● **PASSAGE GIVEN**:
After the idea of assimilation came the idea, “Well, maybe they can integrate
and maybe there is a bit of prejudice in the white population.” That’s as far as
they went. “There was no racism, there was a bit of prejudice and if we educate
them we are all reasonable people and everything will be fine.” Of course,
everything wasn’t fine and by the time I joined the institute in 1970, there was
a change in the whole debate on race and that change was focused in our
institute.


Talk about
what was happening in British society at that point and what was happening in
the world. Of course we know that the Black Panther party in the 1960s had had a
tremendous impact on people. In 1968 Enoch Powell made his famous speech in
Birmingham in which he talked about the necessity of repatriating Black people
who had come to this country. There was a lot happening. From your perspective,
what was in the air at that time?

I was at
university from 1966-69 and you couldn’t help but be affected by the politics
that was around. The one thing you left out was the impact of the Vietnam War.
The idea of the struggles in the Third World being legitimate struggles [and]
our implication in imperialism was central to everything and you didn’t have to
be political. I wasn’t particularly on the left, it was just normal to have that
consciousness, and there is absolutely no doubt that the Black movement,
particularly the American Black Power movement, was what politicized us all. We
were all reading George Jackson, Eldridge Cleaver, Malcolm X, all of us. I’m
white, but that, in a funny way, was my coming to politics, maybe my coming to
feminism was through that Black struggle by proxy. It was your whole life, it
wasn’t [that] politics was a thing aside; it was central to your thinking and to
your reading and to your music appreciation. That kind of thing was part of a
whole generation.

● **DIRECTIONS**:
a - Print the part of the interview on race and politics from "The idea of the" up to and including "whole generation.".
b - According to the interview on race and politics, in what year did the speaker join the institute?
c - Continue the interview on race and politics in 1960s Britain with the next part, starting after its last sentence.
None of the rows are needed.

● **EXTRACTED ENTRIES**:

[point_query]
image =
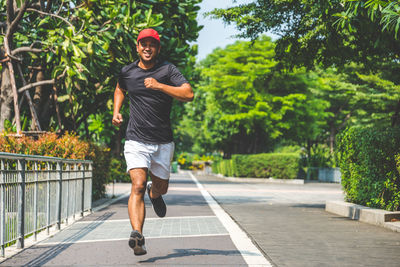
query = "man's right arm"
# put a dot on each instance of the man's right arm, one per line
(119, 95)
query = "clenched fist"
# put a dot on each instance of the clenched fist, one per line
(151, 83)
(117, 119)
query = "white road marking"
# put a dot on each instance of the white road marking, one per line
(148, 219)
(249, 251)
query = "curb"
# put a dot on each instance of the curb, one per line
(42, 236)
(262, 180)
(378, 217)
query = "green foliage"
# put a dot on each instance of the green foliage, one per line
(308, 31)
(243, 104)
(190, 161)
(266, 165)
(68, 146)
(369, 160)
(85, 45)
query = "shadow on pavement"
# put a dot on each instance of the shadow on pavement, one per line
(192, 252)
(54, 250)
(310, 206)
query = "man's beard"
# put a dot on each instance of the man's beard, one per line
(148, 61)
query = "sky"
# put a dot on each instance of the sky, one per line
(215, 33)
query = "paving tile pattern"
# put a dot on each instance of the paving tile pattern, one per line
(153, 228)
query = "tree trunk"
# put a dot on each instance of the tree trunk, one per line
(332, 139)
(42, 100)
(6, 97)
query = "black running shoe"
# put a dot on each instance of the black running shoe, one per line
(136, 242)
(159, 206)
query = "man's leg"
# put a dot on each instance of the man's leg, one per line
(159, 186)
(156, 188)
(136, 207)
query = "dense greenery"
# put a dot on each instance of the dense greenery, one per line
(369, 162)
(266, 165)
(67, 146)
(245, 104)
(77, 48)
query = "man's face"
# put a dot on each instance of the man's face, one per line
(148, 49)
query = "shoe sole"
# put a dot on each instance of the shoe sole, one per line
(138, 250)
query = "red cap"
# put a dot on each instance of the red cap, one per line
(148, 33)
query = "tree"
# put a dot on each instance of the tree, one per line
(70, 53)
(244, 105)
(309, 34)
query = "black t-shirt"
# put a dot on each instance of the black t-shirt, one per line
(149, 118)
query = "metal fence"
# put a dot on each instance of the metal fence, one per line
(38, 192)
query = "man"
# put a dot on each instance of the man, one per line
(151, 86)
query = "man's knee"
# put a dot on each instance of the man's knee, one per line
(160, 188)
(138, 178)
(138, 187)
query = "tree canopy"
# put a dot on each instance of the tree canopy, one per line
(66, 56)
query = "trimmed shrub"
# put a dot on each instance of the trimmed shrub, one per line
(276, 165)
(68, 146)
(369, 161)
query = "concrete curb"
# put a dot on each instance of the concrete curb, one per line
(383, 218)
(258, 180)
(42, 236)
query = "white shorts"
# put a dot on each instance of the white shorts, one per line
(156, 158)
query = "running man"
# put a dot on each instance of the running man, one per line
(151, 86)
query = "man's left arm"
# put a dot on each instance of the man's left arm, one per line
(182, 93)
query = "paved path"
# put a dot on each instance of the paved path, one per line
(191, 234)
(290, 225)
(287, 223)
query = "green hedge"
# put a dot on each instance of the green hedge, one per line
(67, 146)
(370, 164)
(276, 165)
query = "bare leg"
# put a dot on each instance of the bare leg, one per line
(136, 207)
(159, 187)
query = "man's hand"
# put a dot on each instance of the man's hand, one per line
(117, 119)
(152, 83)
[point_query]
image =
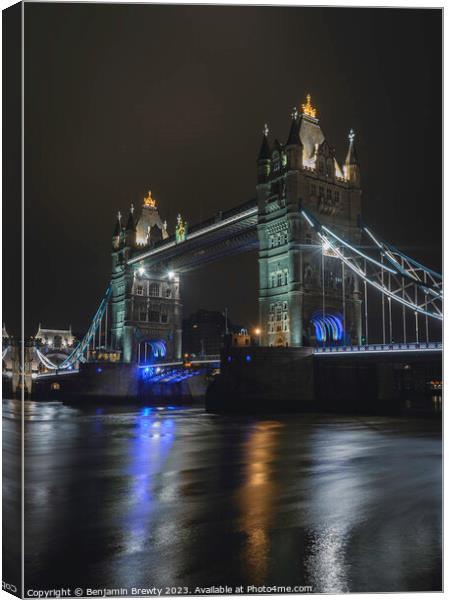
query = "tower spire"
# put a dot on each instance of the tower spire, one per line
(293, 136)
(265, 152)
(351, 167)
(307, 108)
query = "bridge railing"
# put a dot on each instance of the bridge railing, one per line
(404, 347)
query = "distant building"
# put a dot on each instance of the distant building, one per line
(241, 338)
(204, 332)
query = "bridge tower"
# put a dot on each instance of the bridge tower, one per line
(303, 291)
(145, 302)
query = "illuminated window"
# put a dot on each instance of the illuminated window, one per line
(155, 289)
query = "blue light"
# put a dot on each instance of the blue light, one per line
(328, 328)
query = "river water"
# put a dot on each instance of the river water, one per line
(125, 497)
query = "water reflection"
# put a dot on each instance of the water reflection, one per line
(120, 496)
(150, 444)
(256, 497)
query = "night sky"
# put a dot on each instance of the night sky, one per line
(125, 98)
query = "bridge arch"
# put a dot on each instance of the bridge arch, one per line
(151, 350)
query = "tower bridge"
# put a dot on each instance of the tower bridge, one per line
(318, 262)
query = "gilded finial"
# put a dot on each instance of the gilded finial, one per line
(307, 108)
(149, 201)
(180, 230)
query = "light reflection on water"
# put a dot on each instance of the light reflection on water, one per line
(174, 496)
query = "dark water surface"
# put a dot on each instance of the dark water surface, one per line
(139, 497)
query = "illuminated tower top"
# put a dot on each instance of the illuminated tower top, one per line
(150, 227)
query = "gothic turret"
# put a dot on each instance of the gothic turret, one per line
(294, 146)
(351, 168)
(150, 227)
(264, 158)
(130, 232)
(117, 232)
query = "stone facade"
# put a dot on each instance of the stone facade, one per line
(145, 303)
(293, 265)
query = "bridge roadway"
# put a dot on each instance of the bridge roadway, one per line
(228, 233)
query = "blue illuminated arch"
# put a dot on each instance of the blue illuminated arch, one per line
(328, 328)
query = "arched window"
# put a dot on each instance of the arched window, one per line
(154, 289)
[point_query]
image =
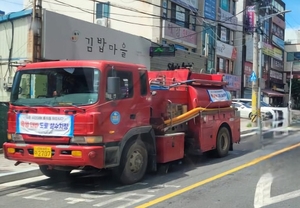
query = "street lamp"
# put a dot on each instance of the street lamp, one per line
(260, 21)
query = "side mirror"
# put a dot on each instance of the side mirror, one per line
(113, 85)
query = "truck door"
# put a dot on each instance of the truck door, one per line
(120, 111)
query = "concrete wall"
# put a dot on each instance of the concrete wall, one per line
(161, 63)
(141, 22)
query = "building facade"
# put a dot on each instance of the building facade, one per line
(274, 79)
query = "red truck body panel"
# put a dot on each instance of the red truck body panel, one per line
(95, 119)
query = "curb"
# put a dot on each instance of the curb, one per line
(15, 176)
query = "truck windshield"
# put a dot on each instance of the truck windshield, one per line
(56, 86)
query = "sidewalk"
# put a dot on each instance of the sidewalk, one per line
(9, 172)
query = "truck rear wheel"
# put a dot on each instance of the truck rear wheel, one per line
(54, 174)
(133, 164)
(223, 142)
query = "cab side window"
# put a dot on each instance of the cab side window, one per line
(143, 82)
(126, 85)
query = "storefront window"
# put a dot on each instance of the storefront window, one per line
(210, 31)
(276, 30)
(223, 34)
(224, 66)
(180, 15)
(225, 5)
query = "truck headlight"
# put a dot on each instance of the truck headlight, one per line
(15, 137)
(87, 139)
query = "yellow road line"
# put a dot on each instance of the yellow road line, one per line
(201, 183)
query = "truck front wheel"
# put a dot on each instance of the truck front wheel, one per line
(223, 142)
(133, 164)
(54, 174)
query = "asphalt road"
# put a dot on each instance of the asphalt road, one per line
(235, 189)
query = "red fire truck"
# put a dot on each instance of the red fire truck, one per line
(68, 115)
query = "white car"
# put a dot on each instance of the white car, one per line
(249, 101)
(246, 110)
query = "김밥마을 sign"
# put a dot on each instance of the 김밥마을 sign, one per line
(218, 95)
(162, 51)
(45, 124)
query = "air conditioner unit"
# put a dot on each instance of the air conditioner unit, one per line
(103, 22)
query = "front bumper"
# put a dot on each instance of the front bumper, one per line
(61, 155)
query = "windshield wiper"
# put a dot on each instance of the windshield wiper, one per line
(75, 106)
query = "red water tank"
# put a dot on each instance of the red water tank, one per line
(208, 97)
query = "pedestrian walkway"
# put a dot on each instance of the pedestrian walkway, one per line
(10, 172)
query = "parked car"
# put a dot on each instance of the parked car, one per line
(245, 110)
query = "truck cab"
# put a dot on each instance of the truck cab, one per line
(69, 115)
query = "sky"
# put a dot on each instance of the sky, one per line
(292, 18)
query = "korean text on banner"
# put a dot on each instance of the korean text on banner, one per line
(218, 95)
(45, 124)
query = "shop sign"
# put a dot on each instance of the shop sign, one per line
(276, 75)
(278, 42)
(248, 68)
(272, 51)
(179, 34)
(234, 82)
(276, 64)
(226, 51)
(227, 19)
(278, 22)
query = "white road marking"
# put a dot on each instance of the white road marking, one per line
(159, 187)
(96, 194)
(37, 196)
(132, 198)
(263, 193)
(24, 181)
(128, 186)
(77, 200)
(23, 192)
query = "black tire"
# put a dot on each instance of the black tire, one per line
(133, 164)
(250, 114)
(54, 174)
(223, 142)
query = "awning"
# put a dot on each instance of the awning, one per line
(272, 93)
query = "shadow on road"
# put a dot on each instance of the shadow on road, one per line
(104, 183)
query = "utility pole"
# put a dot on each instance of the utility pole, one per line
(34, 35)
(255, 82)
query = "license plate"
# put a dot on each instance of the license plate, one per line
(42, 152)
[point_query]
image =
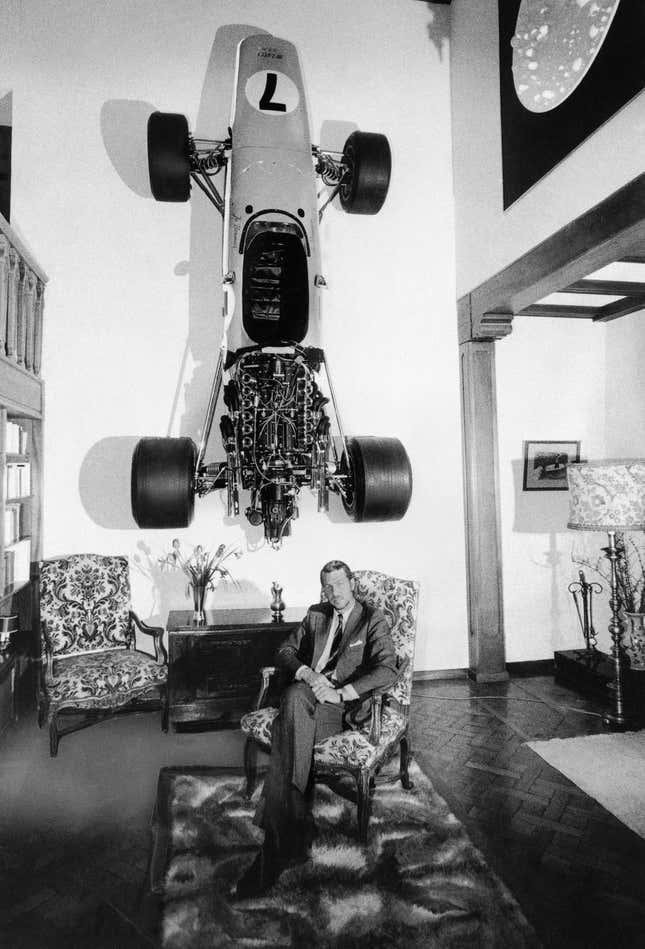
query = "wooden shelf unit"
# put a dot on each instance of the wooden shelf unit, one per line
(22, 286)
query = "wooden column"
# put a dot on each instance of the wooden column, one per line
(30, 319)
(38, 325)
(486, 647)
(12, 302)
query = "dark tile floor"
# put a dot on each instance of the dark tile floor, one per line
(75, 838)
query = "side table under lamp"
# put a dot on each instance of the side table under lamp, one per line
(610, 496)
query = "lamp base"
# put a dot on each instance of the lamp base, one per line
(617, 721)
(592, 673)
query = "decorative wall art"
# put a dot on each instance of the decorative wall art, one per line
(566, 66)
(545, 464)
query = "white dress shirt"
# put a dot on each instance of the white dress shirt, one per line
(347, 692)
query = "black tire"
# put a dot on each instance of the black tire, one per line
(162, 485)
(380, 479)
(169, 156)
(370, 162)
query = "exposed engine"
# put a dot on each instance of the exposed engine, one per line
(276, 435)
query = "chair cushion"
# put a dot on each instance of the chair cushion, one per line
(106, 679)
(348, 749)
(85, 602)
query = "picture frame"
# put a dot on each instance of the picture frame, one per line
(545, 464)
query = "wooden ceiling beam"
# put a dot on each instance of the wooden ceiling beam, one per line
(560, 311)
(617, 288)
(612, 311)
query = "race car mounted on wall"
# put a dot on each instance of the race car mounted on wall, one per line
(277, 429)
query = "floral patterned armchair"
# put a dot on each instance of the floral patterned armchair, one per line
(91, 668)
(364, 747)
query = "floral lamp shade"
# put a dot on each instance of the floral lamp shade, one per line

● **ANSWERS IN ORDER**:
a -
The idea of the struggles in the Third World being legitimate struggles [and]
our implication in imperialism was central to everything and you didn’t have to
be political. I wasn’t particularly on the left, it was just normal to have that
consciousness, and there is absolutely no doubt that the Black movement,
particularly the American Black Power movement, was what politicized us all. We
were all reading George Jackson, Eldridge Cleaver, Malcolm X, all of us. I’m
white, but that, in a funny way, was my coming to politics, maybe my coming to
feminism was through that Black struggle by proxy. It was your whole life, it
wasn’t [that] politics was a thing aside; it was central to your thinking and to
your reading and to your music appreciation. That kind of thing was part of a
whole generation.

b - 1970

c -
Enoch Powell was
the central racist in this country who spoke and stoked up white working class
racist fears toward the end of the 1960s and obviously we organized as students
against that, as well as supporting the Black Power movement.

Why was he so
dangerous?

Because there was
no working class leadership on the issue of race. We had a very strong trade
union movement in this country but it was very workerist and it was very racist
and there was no principled articulation for working class people on the issue
of racism. They didn’t know how to relate to the Black workers on the factory
floor. Britain, unlike the rest of Europe, had an anti-fascist tradition; there
was always this thing, “We are not racist because of the side we were on in the
war.” So there is an anti-fascist tradition and the idea was almost that they
equated racism with fascism, so if you weren’t a complete fascist you couldn’t
be a racist and Powell spoke to all that. He made use of white working class
fears; the people who were in the areas into which Black workers were moving;
who thought that their areas were being taken over; who thought that their house
prices were going down; who thought that their school places were being taken,
had a senior politician now articulating that view. He made out [that] he was
reflecting what people told him.


But obviously, if
you are a central politician, you’re being peddled in the media every day; you
are doing the influencing yourself. And Powell, for that reason, was extremely
dangerous. I mean to give credit where it’s due he was sacked from the then
Conservative cabinet and in that sense he was put beyond the pale of British
politics—which is significantly different from what is happening now when we are
having a recurrence of that kind of political debate and we are not getting that
kind of decisive leadership from either the Conservatives or from the Labor
Party on the issue of race.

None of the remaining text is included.